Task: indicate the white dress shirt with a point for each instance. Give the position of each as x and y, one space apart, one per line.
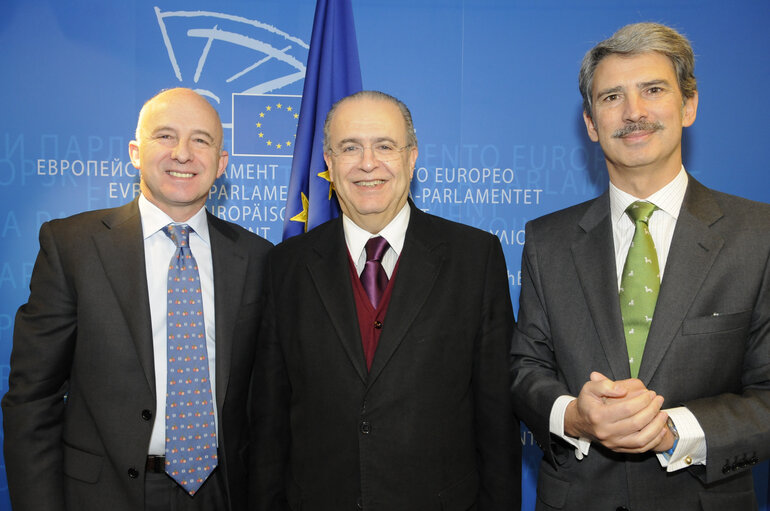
691 447
158 250
395 233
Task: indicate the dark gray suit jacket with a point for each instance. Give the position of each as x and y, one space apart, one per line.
85 334
708 349
431 426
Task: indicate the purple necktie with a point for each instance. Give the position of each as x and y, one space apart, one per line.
374 278
191 440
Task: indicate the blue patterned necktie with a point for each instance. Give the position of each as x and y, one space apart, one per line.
639 284
191 441
374 278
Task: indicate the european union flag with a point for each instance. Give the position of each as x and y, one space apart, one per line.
333 72
264 124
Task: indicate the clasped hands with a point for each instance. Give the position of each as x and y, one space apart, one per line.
623 415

☆ ☆ ☆ ☆

> **The problem**
Can you rewrite all of the data above as a two-column CSV with the headers instruction and points? Each line starting with "Task:" and the coordinates under it should make one row, with each field in double quotes, line breaks replaced by spaces, and the pictures left out.

> **Worked solution**
instruction,points
"Task: indicate the white dress shirt with a point for each instance. Give the position of each as x and y, one space apart, one per line.","691 447 158 250 395 233"
"Task: indicate the dark gray suit jacket with a point for each instance. Give the position of each as x and y, one space apart, one per line.","85 334 708 349 431 426"
"Task: indicate the purple necktie with a point for each instance. Give the position of each as x and y, one space apart, one per line.","374 278 191 440"
"Task: indicate the blue patterned necktie with a point for each instance. Give the position of each as x and y, one space apart, one per line.","639 284 191 441 374 278"
"Task: indicate the european union flag with a point for each instance. Give the position of each as x and y, one space apart, one per line.","333 72 264 124"
"Task: indicate the clasped hands with a point for each instance. Give the position of each as x and y, one space apart, one per line.","623 415"